For higher-ed institutions, this could mean predictive analytics that, based on things like learning trends, financial aid statistics, and teaching costs, can determine which students will succeed at the college before they are ever admitted. (Read: “Higher Education’s Big (Data) Bang: Part One.”)

Is it fair to use Big Data in this way, and should incoming students be notified of these analytics? How do we set up policy to protect student learning data that’s non-predicated? These are the questions we are trying to answer, explained Podesta.

3. Personnel, not software

“There’s a misconception that many data breaches are caused by software malfunctions,” said Mike Stonebraker, adjunct professor at MIT CSAIL. “The truth is, the tools used to manage Big Data, like The Hadoop/hive world, doesn’t make security mistakes. It’s the human element.”

Stonebraker argues that if Big Data users, like universities—often targets of data breaches—want to manage privacy risks, the database should have a command log.

“It’s perfectly acceptable to have a command log to know who’s doing what on the database. I’d also recommend creating a detection system to measure suspicious behavior in personnel when accessing the database. Yes, someone may have to create a breach for the system to become predictive, but it’s a worth investment,” he said.

(Next page: Considerations 4-5)

4. A culture of trust…and differentiated privacy

“The potential of big data hinges on one thing: trust,” explained Penny Pritzker, secretary of the U.S. Department of Commerce. “This promotion of trust can happen in how you plan to use their data, informing users of how you plan to use their data, training standards for employees, and also in consumers; consumers must share in trust through their online behaviors and becoming informed on their online data management.”

Cynthia Dwork for Microsoft Research explained how a relatively new definition of privacy, called differential privacy, could be used to help counter some of the security risks with online data.

Over the past five years, a new approach to privacy-preserving data analysis has born fruit, said Dwork, and this approach—differential privacy—includes a defined formal privacy guarantee. The data analysis techniques presented are then rigorously proved to satisfy the guarantee.

Provided records:
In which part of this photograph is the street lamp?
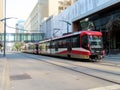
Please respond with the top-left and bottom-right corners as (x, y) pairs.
(59, 20), (71, 33)
(0, 0), (17, 57)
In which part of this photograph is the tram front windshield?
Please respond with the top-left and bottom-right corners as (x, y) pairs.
(89, 35), (103, 48)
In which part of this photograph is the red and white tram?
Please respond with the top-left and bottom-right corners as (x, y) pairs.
(38, 31), (104, 60)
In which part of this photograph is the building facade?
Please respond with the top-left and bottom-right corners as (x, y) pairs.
(25, 0), (74, 33)
(0, 0), (4, 33)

Problems to work on:
**A.** From the article on Big Data and privacy, copy the passage from "Over the past" to "satisfy the guarantee." word for word.
**B.** Write what comes next in the article on Big Data and privacy, starting right after its final sentence.

Per-task outputs:
**A.**
Over the past five years, a new approach to privacy-preserving data analysis has born fruit, said Dwork, and this approach—differential privacy—includes a defined formal privacy guarantee. The data analysis techniques presented are then rigorously proved to satisfy the guarantee.

**B.**
“Roughly speaking, this ensures that (almost, and quantifiably) no risk is incurred by joining a statistical database,” she said.

For more information on differential privacy, read Dwork’s paper.

One of the ways differential privacy is accomplished is through modern cryptography, which proposes a definition of what you’d like the cryptosystem to identify; then, an algorithm is developed to satisfy that definition until the definition is refined and, therefore, broken; then, another, stronger algorithm is developed for the new definition; and so continues the cycle.

Modern cryptography is a privacy-enhancing technology because it “uses techniques that extract from data without actually seeing it, keeping individual data sets private,” explained Shafi Goldwasser, professor at MIT CSAIL.

According to Goldwasser, there’s a lot of math involved, but higher education institutions can use modern cryptography to analyze information on students and programs mainly through the sharing of data sets with other institutions.

“Parties only learn the function of the output but nothing else about others’ inputs,” she said.

“By developing stronger cryptosystems, privacy loss can be managed,” said Dwork.

5. Privacy vs. the illusion of privacy

“Ultimately what needs to happen is an acceptance of the illusion of privacy,” said Manolis Kellis, associate professor at MIT CSAIL.

Every time you take a drink from a glass, explained Kellis, you leave behind your DNA, which reveals your personal information. In theory, if someone wanted to take that DNA from your glass they could.

“But you don’t hide your DNA by never touching things,” he continued. “Just like with Big Data and privacy, it’s out there and that’s the risk everyone takes by functioning in society. It’s the policies and laws that are implemented, security logs, and the information on how your data is used, that protects you.”

To think that a data breach won’t happen is an illusion; to plan for one through knowledge of current policies and cutting-edge technology tools to help mitigate that breach, is one way to protect privacy in a real way, said Kellis.